GOAL
Count the lines in the material below that contain the string "crowd", treating uppercase and lowercase letters as different, and give only that number.

......

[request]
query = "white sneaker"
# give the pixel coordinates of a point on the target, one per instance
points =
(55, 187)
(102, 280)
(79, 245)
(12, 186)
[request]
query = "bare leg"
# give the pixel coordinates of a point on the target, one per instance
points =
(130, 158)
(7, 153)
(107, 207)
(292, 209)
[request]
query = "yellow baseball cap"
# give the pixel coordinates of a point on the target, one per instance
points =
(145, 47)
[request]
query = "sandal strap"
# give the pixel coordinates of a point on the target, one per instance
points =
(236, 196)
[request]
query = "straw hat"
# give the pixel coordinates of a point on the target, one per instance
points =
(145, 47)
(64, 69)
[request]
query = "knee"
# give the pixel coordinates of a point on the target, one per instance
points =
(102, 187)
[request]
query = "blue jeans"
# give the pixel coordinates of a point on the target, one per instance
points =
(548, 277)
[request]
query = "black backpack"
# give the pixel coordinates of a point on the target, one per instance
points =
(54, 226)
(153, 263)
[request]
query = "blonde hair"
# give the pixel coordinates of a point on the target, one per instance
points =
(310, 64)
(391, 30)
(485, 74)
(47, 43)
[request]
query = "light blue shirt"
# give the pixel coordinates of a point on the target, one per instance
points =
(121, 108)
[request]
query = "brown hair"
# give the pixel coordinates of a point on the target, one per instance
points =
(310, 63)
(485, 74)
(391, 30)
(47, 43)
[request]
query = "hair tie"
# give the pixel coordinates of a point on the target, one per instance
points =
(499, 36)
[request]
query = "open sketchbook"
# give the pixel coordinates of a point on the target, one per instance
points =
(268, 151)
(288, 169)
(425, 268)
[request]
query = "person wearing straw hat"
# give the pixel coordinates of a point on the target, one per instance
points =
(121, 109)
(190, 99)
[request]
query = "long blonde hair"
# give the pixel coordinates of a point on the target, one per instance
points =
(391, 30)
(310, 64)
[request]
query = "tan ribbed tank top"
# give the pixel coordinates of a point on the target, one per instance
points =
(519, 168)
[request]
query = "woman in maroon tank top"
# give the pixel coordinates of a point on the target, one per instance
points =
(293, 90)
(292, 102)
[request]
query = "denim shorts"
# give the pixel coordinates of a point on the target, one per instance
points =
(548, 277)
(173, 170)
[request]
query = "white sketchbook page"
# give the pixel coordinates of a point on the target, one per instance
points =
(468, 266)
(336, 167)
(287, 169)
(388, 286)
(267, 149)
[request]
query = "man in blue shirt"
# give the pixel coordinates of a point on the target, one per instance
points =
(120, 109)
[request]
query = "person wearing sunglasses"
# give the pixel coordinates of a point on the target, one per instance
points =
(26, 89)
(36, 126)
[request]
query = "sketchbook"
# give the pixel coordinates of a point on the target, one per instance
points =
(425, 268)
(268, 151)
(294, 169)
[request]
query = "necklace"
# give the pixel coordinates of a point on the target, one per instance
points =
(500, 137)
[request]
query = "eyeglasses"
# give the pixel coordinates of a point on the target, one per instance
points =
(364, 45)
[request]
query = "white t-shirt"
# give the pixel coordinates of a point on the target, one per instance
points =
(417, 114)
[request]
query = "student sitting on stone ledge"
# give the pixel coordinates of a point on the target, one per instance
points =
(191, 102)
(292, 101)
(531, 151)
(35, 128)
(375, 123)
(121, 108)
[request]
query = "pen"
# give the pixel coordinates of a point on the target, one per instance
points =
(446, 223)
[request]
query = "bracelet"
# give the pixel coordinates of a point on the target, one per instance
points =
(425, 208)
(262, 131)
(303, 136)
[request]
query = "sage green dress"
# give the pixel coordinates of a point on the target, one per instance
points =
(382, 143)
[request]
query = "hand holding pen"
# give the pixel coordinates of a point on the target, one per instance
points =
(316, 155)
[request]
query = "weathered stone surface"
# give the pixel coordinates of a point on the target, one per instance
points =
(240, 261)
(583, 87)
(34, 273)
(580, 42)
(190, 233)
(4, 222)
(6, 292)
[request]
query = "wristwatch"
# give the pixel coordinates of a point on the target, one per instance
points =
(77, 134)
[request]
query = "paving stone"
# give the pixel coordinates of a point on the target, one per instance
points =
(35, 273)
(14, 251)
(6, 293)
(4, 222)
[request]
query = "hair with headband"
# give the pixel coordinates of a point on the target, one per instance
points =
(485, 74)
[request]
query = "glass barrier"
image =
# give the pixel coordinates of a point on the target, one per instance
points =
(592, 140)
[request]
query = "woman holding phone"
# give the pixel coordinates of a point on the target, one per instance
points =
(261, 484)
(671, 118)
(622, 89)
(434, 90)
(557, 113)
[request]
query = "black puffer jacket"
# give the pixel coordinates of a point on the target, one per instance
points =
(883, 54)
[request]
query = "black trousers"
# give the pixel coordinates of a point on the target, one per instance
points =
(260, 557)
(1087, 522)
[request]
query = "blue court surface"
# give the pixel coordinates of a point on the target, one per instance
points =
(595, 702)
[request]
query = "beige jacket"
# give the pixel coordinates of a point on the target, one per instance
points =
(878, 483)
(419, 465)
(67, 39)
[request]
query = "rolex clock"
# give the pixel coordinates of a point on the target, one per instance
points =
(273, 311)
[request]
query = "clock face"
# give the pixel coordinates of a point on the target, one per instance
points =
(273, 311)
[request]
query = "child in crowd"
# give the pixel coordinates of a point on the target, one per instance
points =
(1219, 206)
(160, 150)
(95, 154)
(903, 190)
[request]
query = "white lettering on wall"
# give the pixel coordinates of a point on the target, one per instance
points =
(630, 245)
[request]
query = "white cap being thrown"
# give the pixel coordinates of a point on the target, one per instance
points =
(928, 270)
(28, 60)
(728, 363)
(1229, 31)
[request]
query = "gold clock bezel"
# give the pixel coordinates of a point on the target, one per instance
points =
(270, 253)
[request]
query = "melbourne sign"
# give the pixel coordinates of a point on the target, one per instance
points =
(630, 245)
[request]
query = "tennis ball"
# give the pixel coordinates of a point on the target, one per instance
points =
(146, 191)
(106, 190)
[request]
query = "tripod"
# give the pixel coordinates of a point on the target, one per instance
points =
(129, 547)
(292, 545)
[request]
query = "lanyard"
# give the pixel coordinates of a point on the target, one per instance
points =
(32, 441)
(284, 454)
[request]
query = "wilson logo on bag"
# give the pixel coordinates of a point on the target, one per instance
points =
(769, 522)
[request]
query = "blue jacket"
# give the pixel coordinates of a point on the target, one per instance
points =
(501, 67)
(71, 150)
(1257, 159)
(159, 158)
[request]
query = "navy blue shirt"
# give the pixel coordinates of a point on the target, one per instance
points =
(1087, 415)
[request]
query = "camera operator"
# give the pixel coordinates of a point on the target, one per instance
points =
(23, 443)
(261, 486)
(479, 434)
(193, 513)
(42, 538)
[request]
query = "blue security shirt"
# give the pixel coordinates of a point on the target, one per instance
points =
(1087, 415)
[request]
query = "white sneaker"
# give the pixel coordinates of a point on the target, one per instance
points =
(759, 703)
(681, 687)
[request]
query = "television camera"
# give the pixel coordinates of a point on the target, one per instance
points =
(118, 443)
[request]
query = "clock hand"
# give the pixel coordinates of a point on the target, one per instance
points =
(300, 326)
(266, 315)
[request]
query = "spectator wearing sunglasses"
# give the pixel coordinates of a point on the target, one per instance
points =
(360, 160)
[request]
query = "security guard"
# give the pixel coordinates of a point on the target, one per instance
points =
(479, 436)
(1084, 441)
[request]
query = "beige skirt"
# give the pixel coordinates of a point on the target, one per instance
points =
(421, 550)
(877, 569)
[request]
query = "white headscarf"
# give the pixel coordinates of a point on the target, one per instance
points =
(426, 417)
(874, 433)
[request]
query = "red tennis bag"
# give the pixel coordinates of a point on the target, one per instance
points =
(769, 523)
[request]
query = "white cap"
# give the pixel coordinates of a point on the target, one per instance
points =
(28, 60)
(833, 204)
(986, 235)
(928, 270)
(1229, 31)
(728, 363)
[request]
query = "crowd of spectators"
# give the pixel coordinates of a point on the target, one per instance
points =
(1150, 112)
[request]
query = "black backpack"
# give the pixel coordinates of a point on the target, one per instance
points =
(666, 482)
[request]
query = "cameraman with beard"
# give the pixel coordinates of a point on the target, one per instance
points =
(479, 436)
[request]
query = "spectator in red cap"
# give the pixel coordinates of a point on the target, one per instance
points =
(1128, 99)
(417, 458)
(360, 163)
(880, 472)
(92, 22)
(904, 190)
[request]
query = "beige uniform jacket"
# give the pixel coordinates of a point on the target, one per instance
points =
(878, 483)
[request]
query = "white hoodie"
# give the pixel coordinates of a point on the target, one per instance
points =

......

ANSWER TO THIS EXERCISE
2